Your objective: Please carry on the article about the Kentucky tornado relief efforts from the point where it stops.

*** Opening Provided text ***

Following four weekend tornadoes that killed dozens and destroyed homes and businesses in western Kentucky, volunteers for Israeli humanitarian aid organization SmartAID are working with local partners to install a coordination center for emergency workers in hard-hit Mayfield and Benton.

The coordination center will include solar energy, smartphone connectivity, Wi-Fi and other technologies to help responders efficiently plan operations, said SmartAID founder and director Shachar Zahavi.

Devastation in Kentucky, December 2021. Photo courtesy of SmartAID

“Kentucky was the worst-hit state by far in an unusual mid-December swarm of twisters across the Midwest and the South that leveled entire communities, leaving tens of thousands homeless,” said Zahavi.

“Most communities have been left without access to power, clean water, telecommunication, medical treatment and basic survival items.”

Another Israeli humanitarian aid organization, IsraAID, has mobilized an emergency response team to support recovery and cleanup efforts in affected Kentucky communities.

*** Closing Provided text ***
*** Opening Dataset extract ***

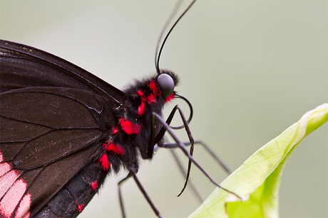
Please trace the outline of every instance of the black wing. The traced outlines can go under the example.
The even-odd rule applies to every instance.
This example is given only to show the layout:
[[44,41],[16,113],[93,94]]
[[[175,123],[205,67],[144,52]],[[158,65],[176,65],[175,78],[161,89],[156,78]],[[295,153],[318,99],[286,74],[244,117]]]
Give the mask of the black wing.
[[[108,129],[117,125],[113,108],[125,95],[81,68],[26,45],[1,40],[0,55],[0,217],[33,217],[78,180],[86,166],[84,180],[103,180],[105,171],[91,169],[103,153]],[[84,194],[73,196],[76,211],[93,196],[90,190],[87,187]]]

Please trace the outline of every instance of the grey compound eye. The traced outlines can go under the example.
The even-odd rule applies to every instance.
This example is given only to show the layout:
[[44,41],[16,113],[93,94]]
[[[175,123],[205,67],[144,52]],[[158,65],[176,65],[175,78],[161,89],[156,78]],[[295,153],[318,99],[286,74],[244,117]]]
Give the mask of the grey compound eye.
[[157,82],[164,98],[170,97],[173,93],[174,81],[169,75],[162,73],[157,77]]

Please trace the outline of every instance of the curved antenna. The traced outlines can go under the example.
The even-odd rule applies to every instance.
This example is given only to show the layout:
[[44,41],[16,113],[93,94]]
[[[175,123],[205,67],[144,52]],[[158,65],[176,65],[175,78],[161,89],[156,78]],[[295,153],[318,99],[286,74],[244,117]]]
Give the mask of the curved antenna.
[[[189,102],[189,100],[187,99],[187,98],[181,95],[180,94],[178,94],[178,93],[175,93],[175,97],[177,98],[182,99],[185,102],[187,102],[187,104],[189,106],[189,108],[190,109],[190,115],[189,115],[188,120],[187,121],[187,123],[189,124],[190,123],[190,121],[191,121],[191,119],[193,119],[193,105],[191,105],[190,102]],[[181,125],[181,126],[170,126],[170,127],[171,129],[180,129],[185,128],[185,125]]]
[[185,15],[185,13],[187,13],[187,11],[189,10],[189,9],[190,9],[190,7],[193,6],[193,4],[194,4],[194,3],[195,3],[195,1],[196,1],[196,0],[193,0],[193,2],[191,2],[191,4],[189,5],[189,6],[185,10],[185,11],[183,11],[183,13],[178,18],[178,20],[175,21],[175,23],[174,23],[173,26],[172,26],[172,27],[170,29],[170,31],[168,31],[168,34],[166,34],[165,38],[163,40],[162,45],[160,46],[160,51],[158,52],[158,45],[159,45],[160,38],[162,38],[162,36],[163,36],[163,34],[164,33],[165,29],[168,26],[168,23],[170,23],[170,21],[172,20],[173,16],[176,13],[177,11],[178,11],[178,9],[180,7],[180,5],[181,4],[181,2],[180,2],[180,1],[177,2],[177,4],[175,4],[175,6],[173,9],[173,11],[172,11],[172,13],[171,13],[171,14],[170,14],[170,17],[168,18],[168,20],[166,21],[165,25],[164,26],[164,28],[163,29],[162,33],[160,33],[160,38],[158,40],[158,43],[157,46],[156,46],[156,53],[155,55],[155,67],[156,67],[156,72],[157,72],[158,74],[160,74],[160,55],[162,53],[163,48],[164,47],[164,45],[165,44],[166,40],[168,40],[168,36],[171,33],[172,30],[177,25],[178,22],[179,22],[179,21]]
[[164,31],[168,28],[168,24],[172,21],[172,19],[173,18],[174,16],[177,13],[177,11],[179,9],[180,6],[181,6],[181,4],[183,3],[183,0],[179,0],[175,3],[173,10],[172,10],[171,13],[168,16],[168,19],[166,21],[165,24],[164,24],[164,26],[162,28],[162,31],[160,31],[160,37],[158,38],[158,40],[157,41],[156,51],[155,53],[155,67],[156,67],[156,71],[158,74],[160,74],[160,72],[159,72],[159,68],[158,67],[158,64],[157,64],[157,56],[158,55],[158,47],[160,46],[160,40],[162,39],[163,35],[164,34]]

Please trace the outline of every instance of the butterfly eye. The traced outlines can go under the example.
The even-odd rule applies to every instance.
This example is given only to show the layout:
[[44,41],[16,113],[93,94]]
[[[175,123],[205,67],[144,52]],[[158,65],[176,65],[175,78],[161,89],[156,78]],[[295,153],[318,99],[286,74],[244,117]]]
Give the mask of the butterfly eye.
[[170,75],[162,73],[157,77],[157,82],[163,97],[167,98],[173,93],[174,81]]

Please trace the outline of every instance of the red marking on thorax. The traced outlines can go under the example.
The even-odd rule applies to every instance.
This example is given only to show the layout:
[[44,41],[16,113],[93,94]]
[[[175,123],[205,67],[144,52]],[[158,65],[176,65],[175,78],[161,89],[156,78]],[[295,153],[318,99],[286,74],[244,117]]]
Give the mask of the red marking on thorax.
[[151,93],[148,96],[145,96],[145,94],[141,90],[137,91],[137,93],[141,98],[141,103],[138,108],[138,116],[141,116],[145,114],[146,103],[148,104],[156,103],[156,99],[154,94]]
[[105,170],[108,170],[109,168],[111,167],[111,163],[109,163],[108,158],[106,153],[103,154],[101,157],[100,158],[99,163],[101,163],[101,167]]
[[151,80],[151,82],[148,82],[148,85],[151,89],[151,92],[153,92],[153,94],[155,95],[155,97],[161,95],[160,90],[160,89],[158,89],[157,82],[155,80]]
[[78,212],[81,212],[82,211],[82,209],[83,209],[84,204],[78,205],[77,202],[76,202],[76,205],[78,206]]
[[172,101],[173,99],[174,99],[174,97],[175,97],[175,94],[174,92],[172,93],[171,95],[170,95],[169,97],[168,97],[166,99],[165,99],[165,103],[168,103],[170,102],[170,101]]

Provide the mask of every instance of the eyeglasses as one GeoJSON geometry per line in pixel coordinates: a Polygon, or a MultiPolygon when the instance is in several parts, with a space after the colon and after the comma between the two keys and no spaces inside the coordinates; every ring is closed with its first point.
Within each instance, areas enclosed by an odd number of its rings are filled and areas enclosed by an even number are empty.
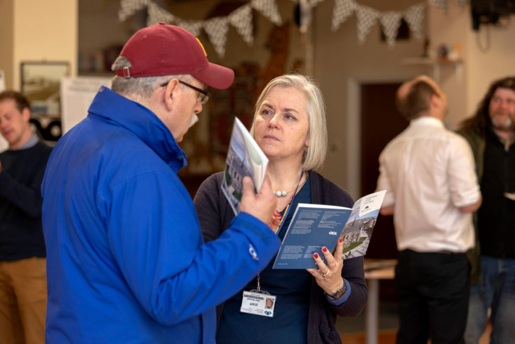
{"type": "MultiPolygon", "coordinates": [[[[170,80],[161,84],[161,87],[164,87],[168,84],[168,83],[170,82],[170,80]]],[[[183,85],[186,85],[188,87],[193,89],[195,91],[198,91],[198,96],[197,97],[197,101],[200,101],[201,104],[205,104],[205,102],[208,101],[209,97],[211,96],[211,94],[207,91],[204,91],[202,89],[199,89],[198,87],[195,87],[193,85],[190,85],[187,82],[184,82],[181,80],[179,80],[179,82],[183,85]]]]}

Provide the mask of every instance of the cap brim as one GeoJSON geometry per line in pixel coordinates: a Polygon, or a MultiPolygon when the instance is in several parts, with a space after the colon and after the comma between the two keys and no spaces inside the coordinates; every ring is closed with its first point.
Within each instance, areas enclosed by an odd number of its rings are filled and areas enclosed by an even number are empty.
{"type": "Polygon", "coordinates": [[[211,62],[209,62],[207,68],[192,75],[208,86],[218,90],[225,90],[234,80],[234,72],[232,70],[211,62]]]}

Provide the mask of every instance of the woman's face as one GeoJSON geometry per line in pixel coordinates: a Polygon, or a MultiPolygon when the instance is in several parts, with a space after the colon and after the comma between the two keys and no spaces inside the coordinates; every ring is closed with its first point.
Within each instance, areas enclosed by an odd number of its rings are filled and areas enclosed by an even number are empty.
{"type": "Polygon", "coordinates": [[[304,147],[309,145],[310,119],[304,92],[273,87],[258,110],[255,140],[267,157],[296,158],[302,164],[304,147]]]}

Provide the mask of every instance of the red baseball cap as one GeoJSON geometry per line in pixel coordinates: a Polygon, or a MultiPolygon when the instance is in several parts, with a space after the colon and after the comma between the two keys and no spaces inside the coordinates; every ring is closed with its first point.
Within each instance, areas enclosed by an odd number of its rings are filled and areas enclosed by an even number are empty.
{"type": "Polygon", "coordinates": [[[129,39],[122,49],[132,65],[115,71],[116,75],[138,78],[191,74],[219,90],[234,80],[232,70],[208,61],[200,41],[189,31],[160,23],[141,29],[129,39]]]}

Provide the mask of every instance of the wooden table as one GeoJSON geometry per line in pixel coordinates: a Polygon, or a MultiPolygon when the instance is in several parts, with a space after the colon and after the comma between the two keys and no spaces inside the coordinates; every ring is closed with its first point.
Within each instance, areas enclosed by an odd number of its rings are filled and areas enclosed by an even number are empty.
{"type": "Polygon", "coordinates": [[[379,280],[395,277],[396,259],[365,260],[365,278],[368,284],[365,333],[367,344],[377,344],[379,318],[379,280]]]}

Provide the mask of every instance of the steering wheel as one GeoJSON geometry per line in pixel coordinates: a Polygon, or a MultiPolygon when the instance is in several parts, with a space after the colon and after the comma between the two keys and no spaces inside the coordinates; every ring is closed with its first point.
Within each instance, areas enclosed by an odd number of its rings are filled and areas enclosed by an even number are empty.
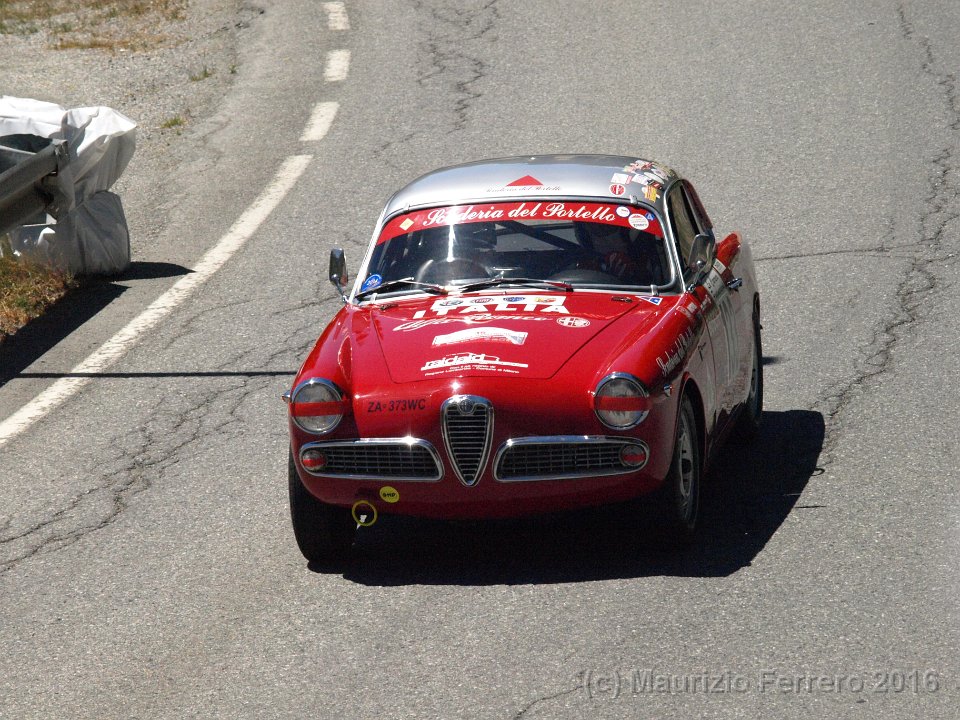
{"type": "Polygon", "coordinates": [[[465,258],[437,260],[431,258],[417,270],[416,280],[417,282],[433,283],[435,285],[447,285],[454,280],[486,277],[490,277],[490,271],[475,260],[465,258]]]}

*** Closing Dataset extract ***

Result of this exercise:
CEO Yotam Polizer says they will join with colleagues from Team Rubicon, a disaster response organization founded by US military veterans, and “work closely with local authorities to assess the situation and identify communities and households in need of support.”

A state of emergency was declared in Kentucky on December 11. At least 74 residents are confirmed dead and more than 100 are missing.

Israeli Ambassador to the United States Michael Herzog tweeted Israel’s condolences to those who lost loved ones. He and Foreign Minister Yair Lapid said that Israel “stands together with the American people and is ready to offer any assistance needed.”